- **Consigne écrite**: Dans le poème « Recueillement » du texte sur Baudelaire ci-dessous, relevez tous les noms écrits avec une majuscule alors qu'ils ne sont pas en début de vers, en citant chacun une seule fois.

- **Texte à lire**:
********
Des Fleurs du Mal de Baudelaire, recueil paru le 28 juin 1857, nous avons fait le choix d’extraire deux sonnets que nous avons décortiqués pour comprendre les caractéristiques de la Douleur chez le poète.
Recueillement
Sois sage, ô ma Douleur, et tiens-toi plus tranquille.
Tu réclamais le Soir ; il descend ; le voici :
Une atmosphère obscure enveloppe la ville,
Aux uns portant la paix, aux autres le souci.
Pendant que des mortels la multitude vile,
Sous le fouet du Plaisir, ce bourreau sans merci,
Va cueillir des remords dans la fête servile,
Ma Douleur, donne-moi la main; viens par ici, Loin d'eux.
Vois se pencher les défuntes Années,
Sur les balcons du ciel, en robes surannées ;
Surgir du fond des eaux le Regret souriant ;
Le Soleil moribond s'endormir sous une arche,
Et, comme un long linceul traînant à l'Orient,
Entends, ma chère, entends la douce Nuit qui marche.
Le mal comme la Douleur recèle le beau, une beauté sous-jacente qu’il convient de faire ressortir. En défiant les conventions Baudelaire instaure sa propre vision des choses. Il nous donne une autre lecture du mal, le mal peut être source de Plaisir, de jouissance. Le beau n’est pas toujours beau et le mal n’est pas toujours mal.
********
- **Fiches d'identification de position**:
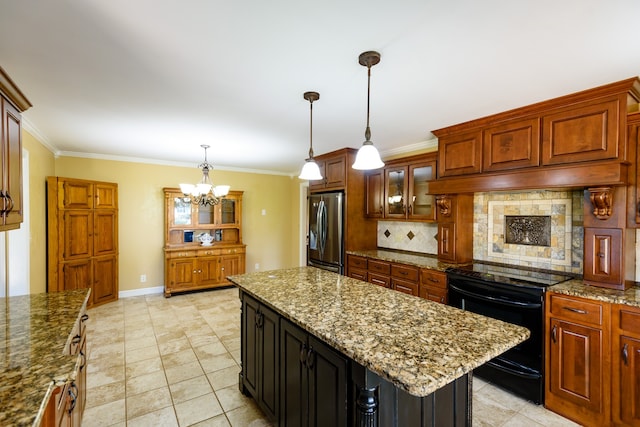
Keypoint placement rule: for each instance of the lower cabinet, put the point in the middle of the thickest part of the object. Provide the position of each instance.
(433, 285)
(189, 270)
(578, 359)
(314, 380)
(625, 357)
(260, 334)
(422, 282)
(67, 402)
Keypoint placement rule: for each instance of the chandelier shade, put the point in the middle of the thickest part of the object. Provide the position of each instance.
(368, 156)
(310, 169)
(204, 192)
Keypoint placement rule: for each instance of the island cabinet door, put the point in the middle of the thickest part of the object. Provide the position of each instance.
(293, 376)
(575, 372)
(327, 371)
(313, 381)
(260, 331)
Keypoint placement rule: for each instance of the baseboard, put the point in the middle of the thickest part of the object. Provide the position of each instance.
(142, 291)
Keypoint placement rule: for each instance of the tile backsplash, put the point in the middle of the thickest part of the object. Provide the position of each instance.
(563, 254)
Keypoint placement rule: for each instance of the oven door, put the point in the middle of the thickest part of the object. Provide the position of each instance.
(520, 369)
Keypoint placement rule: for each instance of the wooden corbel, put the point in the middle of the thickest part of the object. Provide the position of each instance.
(602, 202)
(443, 202)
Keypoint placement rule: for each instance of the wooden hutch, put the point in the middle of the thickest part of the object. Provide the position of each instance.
(189, 265)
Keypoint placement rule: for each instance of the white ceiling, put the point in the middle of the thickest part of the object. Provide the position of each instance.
(154, 79)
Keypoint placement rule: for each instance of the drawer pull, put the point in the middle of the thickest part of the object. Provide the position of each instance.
(575, 310)
(303, 354)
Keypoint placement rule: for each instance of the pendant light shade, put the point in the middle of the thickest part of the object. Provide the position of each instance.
(368, 157)
(310, 170)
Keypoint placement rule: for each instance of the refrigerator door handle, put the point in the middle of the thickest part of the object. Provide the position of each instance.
(322, 227)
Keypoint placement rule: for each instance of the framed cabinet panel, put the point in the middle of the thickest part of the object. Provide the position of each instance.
(105, 276)
(12, 104)
(583, 132)
(374, 193)
(512, 145)
(460, 154)
(77, 234)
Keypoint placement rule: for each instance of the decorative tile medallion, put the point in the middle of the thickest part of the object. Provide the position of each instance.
(528, 230)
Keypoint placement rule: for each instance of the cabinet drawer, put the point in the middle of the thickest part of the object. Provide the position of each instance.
(405, 272)
(628, 319)
(576, 309)
(433, 293)
(357, 262)
(181, 254)
(220, 251)
(433, 278)
(357, 273)
(380, 280)
(380, 267)
(405, 286)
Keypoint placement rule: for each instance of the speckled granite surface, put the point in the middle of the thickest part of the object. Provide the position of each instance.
(416, 344)
(423, 261)
(34, 341)
(577, 288)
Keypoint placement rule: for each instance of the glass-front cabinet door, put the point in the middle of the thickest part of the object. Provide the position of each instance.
(181, 211)
(395, 192)
(421, 205)
(228, 211)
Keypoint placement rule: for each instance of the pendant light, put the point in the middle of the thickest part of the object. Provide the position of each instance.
(310, 170)
(368, 156)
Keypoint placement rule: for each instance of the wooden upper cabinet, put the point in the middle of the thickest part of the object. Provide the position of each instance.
(395, 183)
(512, 145)
(105, 196)
(401, 189)
(374, 193)
(460, 154)
(12, 104)
(421, 203)
(583, 132)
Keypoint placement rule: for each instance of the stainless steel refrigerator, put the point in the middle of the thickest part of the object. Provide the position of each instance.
(325, 240)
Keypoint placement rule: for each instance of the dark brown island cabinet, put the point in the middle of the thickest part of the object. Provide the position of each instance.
(299, 380)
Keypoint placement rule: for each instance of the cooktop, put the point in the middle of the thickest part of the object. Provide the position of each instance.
(508, 275)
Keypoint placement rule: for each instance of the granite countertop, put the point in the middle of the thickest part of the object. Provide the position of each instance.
(418, 260)
(418, 345)
(35, 333)
(577, 288)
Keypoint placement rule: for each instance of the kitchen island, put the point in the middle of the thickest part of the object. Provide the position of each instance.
(320, 346)
(38, 341)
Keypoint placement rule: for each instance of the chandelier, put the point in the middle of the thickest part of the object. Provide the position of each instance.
(204, 193)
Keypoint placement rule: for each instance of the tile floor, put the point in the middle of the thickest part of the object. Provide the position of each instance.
(156, 361)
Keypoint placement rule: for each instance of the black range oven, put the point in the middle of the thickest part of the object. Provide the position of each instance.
(515, 296)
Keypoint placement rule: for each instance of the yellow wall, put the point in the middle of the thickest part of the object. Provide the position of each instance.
(41, 164)
(271, 239)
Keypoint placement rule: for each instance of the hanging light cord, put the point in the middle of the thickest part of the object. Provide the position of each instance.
(367, 132)
(311, 128)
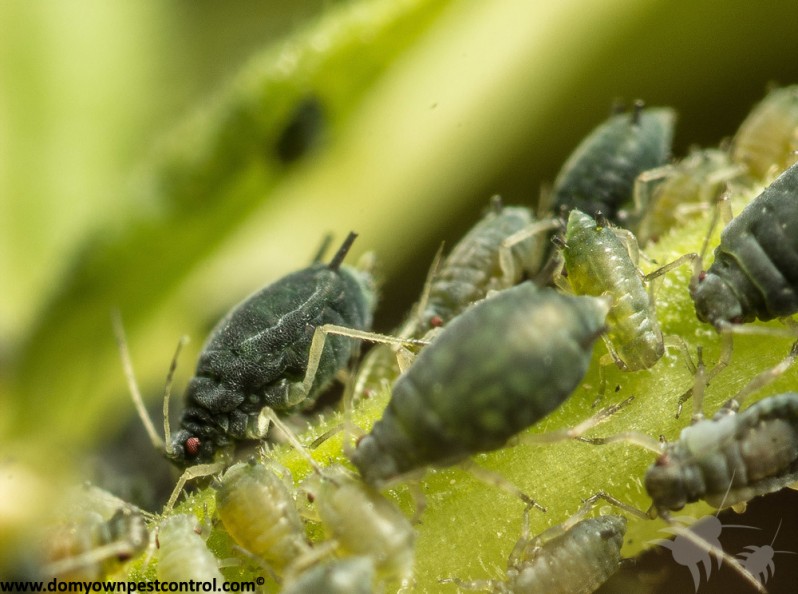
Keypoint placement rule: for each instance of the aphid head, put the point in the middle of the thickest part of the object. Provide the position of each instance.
(715, 302)
(665, 484)
(186, 449)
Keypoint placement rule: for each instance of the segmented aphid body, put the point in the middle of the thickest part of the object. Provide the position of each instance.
(363, 522)
(598, 263)
(259, 513)
(670, 195)
(97, 533)
(500, 367)
(576, 562)
(599, 175)
(767, 141)
(473, 268)
(730, 458)
(183, 554)
(257, 355)
(354, 575)
(755, 272)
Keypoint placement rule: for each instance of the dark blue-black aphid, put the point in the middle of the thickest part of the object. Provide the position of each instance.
(498, 368)
(600, 174)
(257, 355)
(755, 272)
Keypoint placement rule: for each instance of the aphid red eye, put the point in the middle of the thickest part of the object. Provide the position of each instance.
(192, 446)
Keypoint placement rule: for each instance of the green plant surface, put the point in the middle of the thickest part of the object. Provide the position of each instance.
(466, 85)
(468, 528)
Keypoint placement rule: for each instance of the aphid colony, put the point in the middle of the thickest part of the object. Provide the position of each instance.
(496, 354)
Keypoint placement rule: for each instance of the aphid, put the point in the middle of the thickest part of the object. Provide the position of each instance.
(767, 140)
(353, 575)
(498, 368)
(668, 196)
(575, 557)
(259, 513)
(755, 272)
(363, 522)
(99, 533)
(266, 353)
(759, 560)
(749, 454)
(599, 175)
(598, 263)
(303, 131)
(183, 554)
(483, 261)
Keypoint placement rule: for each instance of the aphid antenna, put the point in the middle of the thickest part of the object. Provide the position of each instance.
(162, 445)
(339, 256)
(326, 240)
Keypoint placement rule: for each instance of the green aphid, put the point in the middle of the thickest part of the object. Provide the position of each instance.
(599, 175)
(767, 141)
(598, 263)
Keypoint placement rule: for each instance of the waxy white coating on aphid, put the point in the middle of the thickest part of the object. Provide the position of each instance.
(259, 512)
(730, 458)
(363, 522)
********
- **Réponse complète**: Douleur, Soir, Plaisir, Années, Regret, Soleil, Orient, Nuit